*TASK PROMPT*: Convert every item below into a two-column CSV with the headers item_text and answer, one row per item. Put each item's text and its answer in one quoted field apiece, replacing any line breaks with spaces.

*DATASET ENTRIES*:

———

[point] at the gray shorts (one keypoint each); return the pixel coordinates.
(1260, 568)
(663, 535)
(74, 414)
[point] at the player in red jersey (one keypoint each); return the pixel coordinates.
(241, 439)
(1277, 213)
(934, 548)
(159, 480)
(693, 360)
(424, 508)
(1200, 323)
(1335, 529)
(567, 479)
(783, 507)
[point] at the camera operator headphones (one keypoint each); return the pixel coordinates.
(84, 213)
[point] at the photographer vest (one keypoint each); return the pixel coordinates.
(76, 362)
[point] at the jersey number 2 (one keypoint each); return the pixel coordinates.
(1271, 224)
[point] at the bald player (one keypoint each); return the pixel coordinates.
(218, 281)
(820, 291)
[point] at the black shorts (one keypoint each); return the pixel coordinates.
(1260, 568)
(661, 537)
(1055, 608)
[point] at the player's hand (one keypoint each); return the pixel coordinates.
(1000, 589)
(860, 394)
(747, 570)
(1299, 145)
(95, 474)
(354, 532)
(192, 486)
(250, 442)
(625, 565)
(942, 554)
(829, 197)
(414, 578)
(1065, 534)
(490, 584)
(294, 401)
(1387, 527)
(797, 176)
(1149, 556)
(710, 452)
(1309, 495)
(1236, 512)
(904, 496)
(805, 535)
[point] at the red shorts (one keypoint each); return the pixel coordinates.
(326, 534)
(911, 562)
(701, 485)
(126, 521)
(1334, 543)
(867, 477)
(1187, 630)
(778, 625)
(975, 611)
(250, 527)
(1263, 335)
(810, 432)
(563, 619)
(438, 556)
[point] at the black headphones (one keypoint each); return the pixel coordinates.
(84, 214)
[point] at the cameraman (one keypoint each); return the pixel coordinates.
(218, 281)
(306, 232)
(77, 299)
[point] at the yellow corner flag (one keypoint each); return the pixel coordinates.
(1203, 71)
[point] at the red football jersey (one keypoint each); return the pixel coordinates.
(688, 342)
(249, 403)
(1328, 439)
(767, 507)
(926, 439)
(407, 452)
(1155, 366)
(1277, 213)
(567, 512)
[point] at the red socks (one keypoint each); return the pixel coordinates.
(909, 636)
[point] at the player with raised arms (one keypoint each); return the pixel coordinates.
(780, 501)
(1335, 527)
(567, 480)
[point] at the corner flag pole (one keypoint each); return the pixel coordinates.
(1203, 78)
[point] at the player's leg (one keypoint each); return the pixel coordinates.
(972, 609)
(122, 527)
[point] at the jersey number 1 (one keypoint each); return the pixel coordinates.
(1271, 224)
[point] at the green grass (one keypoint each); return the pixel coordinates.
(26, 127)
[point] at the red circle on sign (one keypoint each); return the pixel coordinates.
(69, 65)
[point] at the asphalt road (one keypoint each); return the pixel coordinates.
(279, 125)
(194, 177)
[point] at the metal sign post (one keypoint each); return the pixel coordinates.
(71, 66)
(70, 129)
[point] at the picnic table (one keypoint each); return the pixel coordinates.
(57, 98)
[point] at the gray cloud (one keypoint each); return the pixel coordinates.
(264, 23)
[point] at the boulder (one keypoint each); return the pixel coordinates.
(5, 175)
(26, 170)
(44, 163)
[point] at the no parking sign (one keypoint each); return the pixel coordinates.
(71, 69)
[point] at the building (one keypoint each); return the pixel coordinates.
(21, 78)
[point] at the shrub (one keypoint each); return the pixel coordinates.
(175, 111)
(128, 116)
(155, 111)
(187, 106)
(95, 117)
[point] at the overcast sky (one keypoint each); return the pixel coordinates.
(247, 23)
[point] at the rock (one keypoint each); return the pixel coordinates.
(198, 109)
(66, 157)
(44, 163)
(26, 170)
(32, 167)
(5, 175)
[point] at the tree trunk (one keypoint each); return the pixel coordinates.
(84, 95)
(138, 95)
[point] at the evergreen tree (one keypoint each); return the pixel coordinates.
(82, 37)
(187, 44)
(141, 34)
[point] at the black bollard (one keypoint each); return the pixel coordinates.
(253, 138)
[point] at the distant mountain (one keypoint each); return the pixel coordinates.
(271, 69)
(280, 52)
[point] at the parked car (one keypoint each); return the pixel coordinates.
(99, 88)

———

*FINISHED EXERCISE*:
item_text,answer
"[point] at the gray shorts (one keypoint each); return the pixel coordinates.","(1260, 568) (663, 535) (74, 414)"
"[point] at the player in red jersey (one keypoint each); return the pixel coordinates.","(241, 439) (1277, 213) (934, 548) (159, 480) (693, 360) (424, 508) (1200, 323) (1335, 529) (567, 479) (783, 507)"
"[point] at the camera operator headphones (one keypoint each); return the pixel coordinates.","(84, 213)"
"[point] at the photographer vest (one keypoint each); return the pixel coordinates.","(76, 362)"
"[point] at the jersey number 2 (one keypoint each); return the pixel coordinates.","(1271, 224)"
"[point] at the bald player (one keypoint each); return the pixel coordinates.","(218, 281) (820, 291)"
"[point] at the black shorts (one keypoint each); return the pixel coordinates.","(1260, 568) (661, 537) (1055, 608)"
"[point] at the player's hand (one keypoint each); return the pixel coordinates.","(1000, 589) (860, 394) (747, 570) (1299, 145) (95, 474) (354, 532) (192, 486) (250, 442) (625, 565) (942, 554) (829, 197) (414, 578) (1065, 534) (490, 584) (294, 401) (1387, 527) (797, 176) (1149, 556) (710, 452) (1309, 495) (1236, 512) (904, 496) (805, 535)"
"[point] at the red shorts (one keypoint each); return the pixel coordinates.","(326, 534) (911, 562) (701, 485) (126, 521) (1334, 543) (867, 477) (1187, 630) (778, 625) (975, 611) (250, 527) (1263, 335) (810, 432) (563, 619) (438, 556)"
"[point] at the black headphones (one keypoint each); return the pixel coordinates.","(84, 214)"
"[point] at the cameraman (one keypoint each); return the pixel coordinates.","(218, 281) (306, 232) (77, 299)"
"[point] at the yellow corner flag (one keypoint each); return the pixel coordinates.","(1203, 71)"
"[point] at the red football jersey (one keypoint each); return the pixel coordinates.","(688, 342) (249, 403) (1328, 439) (767, 507) (926, 439) (407, 452) (1155, 366) (1277, 213) (567, 512)"
"[point] at the red socks (one keypoint each); return the pixel coordinates.","(909, 636)"
"[point] at the player with raised arms (one keypoint each); return the pixel coordinates.","(780, 501) (1335, 527) (567, 480)"
"[point] at the corner flag pole (one keypoint each); return the pixel coordinates.","(1203, 78)"
"[point] at the player's leg (one keypoint each); return the pixel coordinates.","(972, 609) (122, 527)"
"[point] at the jersey number 1 (one keypoint each); return the pixel coordinates.","(1271, 224)"
"[point] at the green grass (one keypoint each); return the pixel coordinates.","(26, 127)"
"[point] at the red circle on sign (one keypoint each); return the pixel coordinates.","(69, 65)"
"[point] at the asphalt road (one keypoint each); return the pixel coordinates.","(279, 125) (194, 177)"
"[point] at the metal sign post (one keypoint each); return the pixel coordinates.","(71, 66) (70, 129)"
"[point] at the picnic table (one keypoint each); return the pixel coordinates.","(57, 98)"
"[point] at the gray cloud (one keypoint each); return the pixel coordinates.","(264, 23)"
"[point] at the boulder (one keypoint each); return the pixel coordinates.","(5, 175) (26, 170) (44, 163)"
"[point] at the no parking sign (one keypoint each); return the pixel coordinates.","(71, 69)"
"[point] at the building (one keypoint each); return the pixel coordinates.","(21, 78)"
"[point] at the shrub (one keypoint each); return the pixel coordinates.","(175, 111) (128, 116) (155, 111) (187, 106) (95, 117)"
"[point] at the overcast sky (one keypoint each); return the pixel coordinates.","(247, 23)"
"[point] at the rock (one keypoint each); return the pixel coordinates.","(198, 109) (66, 157) (44, 163) (26, 170) (32, 167) (5, 175)"
"[point] at the tree trunk (one keypoint each); return the pixel coordinates.","(84, 95) (138, 95)"
"[point] at the evergreen tree (one keypoint each); return the pixel coordinates.","(82, 37) (187, 44) (141, 34)"
"[point] at the black bollard (one keypoint each); return the pixel coordinates.","(253, 138)"
"[point] at the distant mountain (one keypoint each); return the pixel coordinates.","(271, 69) (280, 52)"
"[point] at the parked car (one keypoint each); return the pixel coordinates.","(99, 88)"